[Segmentation labeling material]
+---+
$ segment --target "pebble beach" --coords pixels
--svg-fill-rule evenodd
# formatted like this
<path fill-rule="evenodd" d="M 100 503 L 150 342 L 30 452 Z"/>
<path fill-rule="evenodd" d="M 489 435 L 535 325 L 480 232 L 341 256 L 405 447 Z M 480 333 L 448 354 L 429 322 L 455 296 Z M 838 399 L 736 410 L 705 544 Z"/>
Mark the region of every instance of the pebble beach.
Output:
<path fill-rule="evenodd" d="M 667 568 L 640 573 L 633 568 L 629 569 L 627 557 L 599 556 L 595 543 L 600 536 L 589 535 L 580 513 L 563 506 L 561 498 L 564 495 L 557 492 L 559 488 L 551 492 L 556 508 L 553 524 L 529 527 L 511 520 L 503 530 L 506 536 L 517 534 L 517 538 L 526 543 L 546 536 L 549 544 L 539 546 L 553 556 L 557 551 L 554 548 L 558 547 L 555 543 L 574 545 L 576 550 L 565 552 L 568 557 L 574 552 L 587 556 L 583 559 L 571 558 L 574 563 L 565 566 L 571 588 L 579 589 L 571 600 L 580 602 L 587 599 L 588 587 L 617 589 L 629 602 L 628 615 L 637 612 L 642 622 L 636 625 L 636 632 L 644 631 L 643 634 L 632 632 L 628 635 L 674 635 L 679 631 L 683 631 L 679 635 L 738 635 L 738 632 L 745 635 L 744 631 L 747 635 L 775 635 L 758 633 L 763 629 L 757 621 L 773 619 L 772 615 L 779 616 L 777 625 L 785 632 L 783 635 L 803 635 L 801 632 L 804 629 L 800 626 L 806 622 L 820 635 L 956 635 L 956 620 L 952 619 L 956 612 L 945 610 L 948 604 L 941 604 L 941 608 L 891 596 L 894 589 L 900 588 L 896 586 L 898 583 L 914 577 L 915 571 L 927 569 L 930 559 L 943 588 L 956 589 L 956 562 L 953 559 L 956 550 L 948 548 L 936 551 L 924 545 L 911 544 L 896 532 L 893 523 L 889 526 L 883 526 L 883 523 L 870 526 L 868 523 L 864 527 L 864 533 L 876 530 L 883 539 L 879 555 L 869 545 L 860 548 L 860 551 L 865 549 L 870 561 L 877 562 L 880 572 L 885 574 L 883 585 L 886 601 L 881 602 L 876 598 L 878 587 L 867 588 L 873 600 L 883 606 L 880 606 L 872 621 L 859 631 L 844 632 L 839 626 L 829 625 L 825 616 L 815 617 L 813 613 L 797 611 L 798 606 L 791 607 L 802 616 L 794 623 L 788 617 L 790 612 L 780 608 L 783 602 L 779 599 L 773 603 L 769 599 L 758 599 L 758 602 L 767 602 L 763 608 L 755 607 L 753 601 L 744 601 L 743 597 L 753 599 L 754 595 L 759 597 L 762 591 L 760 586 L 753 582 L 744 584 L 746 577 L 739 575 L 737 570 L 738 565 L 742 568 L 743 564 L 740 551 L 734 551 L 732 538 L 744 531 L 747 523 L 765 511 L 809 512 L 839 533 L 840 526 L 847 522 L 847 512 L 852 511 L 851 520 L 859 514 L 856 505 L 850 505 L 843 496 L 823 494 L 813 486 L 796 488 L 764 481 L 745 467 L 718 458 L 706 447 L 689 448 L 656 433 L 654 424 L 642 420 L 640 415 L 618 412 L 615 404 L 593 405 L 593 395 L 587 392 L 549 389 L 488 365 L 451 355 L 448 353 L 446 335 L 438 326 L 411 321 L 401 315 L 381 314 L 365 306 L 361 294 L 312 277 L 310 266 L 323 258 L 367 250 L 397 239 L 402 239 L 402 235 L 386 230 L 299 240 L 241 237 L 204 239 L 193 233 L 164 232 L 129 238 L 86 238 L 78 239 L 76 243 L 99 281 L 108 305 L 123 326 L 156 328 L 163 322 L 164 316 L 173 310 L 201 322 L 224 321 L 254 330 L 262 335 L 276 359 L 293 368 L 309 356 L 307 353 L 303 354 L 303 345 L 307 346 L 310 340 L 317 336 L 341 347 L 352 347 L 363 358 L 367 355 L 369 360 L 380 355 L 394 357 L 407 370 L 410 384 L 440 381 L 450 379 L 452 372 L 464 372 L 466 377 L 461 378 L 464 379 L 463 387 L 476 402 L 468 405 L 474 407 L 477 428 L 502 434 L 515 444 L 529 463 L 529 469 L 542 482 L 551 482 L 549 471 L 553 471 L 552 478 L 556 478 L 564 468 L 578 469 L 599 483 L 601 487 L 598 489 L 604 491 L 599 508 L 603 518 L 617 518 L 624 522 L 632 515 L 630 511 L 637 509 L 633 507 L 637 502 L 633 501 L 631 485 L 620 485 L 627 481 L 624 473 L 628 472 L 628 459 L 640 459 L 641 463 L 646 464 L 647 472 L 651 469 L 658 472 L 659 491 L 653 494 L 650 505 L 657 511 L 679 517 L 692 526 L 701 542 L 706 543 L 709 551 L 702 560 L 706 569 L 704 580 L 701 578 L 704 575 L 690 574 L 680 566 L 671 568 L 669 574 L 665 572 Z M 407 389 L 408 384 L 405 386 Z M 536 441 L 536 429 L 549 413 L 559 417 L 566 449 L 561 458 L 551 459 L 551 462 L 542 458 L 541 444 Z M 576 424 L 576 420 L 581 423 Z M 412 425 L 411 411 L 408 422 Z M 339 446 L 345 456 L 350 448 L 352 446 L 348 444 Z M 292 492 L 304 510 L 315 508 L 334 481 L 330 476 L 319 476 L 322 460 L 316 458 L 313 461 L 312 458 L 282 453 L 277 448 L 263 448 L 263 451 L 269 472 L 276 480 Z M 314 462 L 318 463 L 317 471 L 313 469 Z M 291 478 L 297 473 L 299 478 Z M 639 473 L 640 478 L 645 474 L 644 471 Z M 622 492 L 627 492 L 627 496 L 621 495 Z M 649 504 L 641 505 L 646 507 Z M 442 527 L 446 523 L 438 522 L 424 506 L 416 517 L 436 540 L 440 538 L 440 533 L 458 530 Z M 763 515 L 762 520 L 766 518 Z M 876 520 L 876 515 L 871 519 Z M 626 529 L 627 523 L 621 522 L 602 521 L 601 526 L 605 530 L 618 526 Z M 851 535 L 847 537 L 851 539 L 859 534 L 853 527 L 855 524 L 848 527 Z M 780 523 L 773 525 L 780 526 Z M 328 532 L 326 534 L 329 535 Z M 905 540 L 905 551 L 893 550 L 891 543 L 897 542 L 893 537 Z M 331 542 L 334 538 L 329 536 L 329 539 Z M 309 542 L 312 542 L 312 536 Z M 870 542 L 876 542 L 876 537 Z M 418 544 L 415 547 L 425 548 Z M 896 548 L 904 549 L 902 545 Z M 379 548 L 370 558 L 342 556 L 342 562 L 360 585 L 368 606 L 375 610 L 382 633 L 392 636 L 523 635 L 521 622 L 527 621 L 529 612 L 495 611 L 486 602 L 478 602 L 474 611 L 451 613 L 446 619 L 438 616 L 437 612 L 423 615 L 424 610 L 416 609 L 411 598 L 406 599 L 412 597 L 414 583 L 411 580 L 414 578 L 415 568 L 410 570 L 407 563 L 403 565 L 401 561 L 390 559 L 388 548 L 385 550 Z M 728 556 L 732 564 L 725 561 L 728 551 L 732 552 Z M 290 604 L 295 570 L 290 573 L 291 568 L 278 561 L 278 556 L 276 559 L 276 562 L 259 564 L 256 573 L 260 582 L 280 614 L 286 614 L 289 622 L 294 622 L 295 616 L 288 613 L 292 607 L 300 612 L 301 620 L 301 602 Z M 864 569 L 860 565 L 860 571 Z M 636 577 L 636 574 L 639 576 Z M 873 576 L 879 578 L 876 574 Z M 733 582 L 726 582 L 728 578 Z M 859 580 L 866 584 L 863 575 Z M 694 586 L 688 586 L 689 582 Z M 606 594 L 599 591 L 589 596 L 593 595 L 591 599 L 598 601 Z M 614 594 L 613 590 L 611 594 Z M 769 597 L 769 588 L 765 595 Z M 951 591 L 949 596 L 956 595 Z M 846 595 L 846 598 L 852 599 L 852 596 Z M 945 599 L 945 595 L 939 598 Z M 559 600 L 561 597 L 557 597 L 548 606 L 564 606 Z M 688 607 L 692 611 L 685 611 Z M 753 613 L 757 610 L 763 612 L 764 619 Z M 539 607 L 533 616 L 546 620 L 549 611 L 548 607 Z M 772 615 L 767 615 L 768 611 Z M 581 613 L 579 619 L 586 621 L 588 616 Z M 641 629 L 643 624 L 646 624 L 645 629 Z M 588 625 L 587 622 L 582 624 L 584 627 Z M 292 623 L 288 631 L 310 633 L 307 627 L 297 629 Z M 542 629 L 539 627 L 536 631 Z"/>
+---+
### [WHAT THE EXERCISE ASKS]
Reproduce the lines of the material verbatim, from its first line through the line containing "489 435 L 535", including both.

### [FINISHED EXERCISE]
$ segment --target "pebble beach" --coords pixels
--svg-fill-rule evenodd
# formatted like this
<path fill-rule="evenodd" d="M 100 503 L 150 342 L 30 452 Z"/>
<path fill-rule="evenodd" d="M 489 435 L 535 325 L 480 232 L 341 256 L 405 447 Z M 480 333 L 448 354 L 429 322 L 455 296 Z M 838 399 L 736 410 L 705 544 Z"/>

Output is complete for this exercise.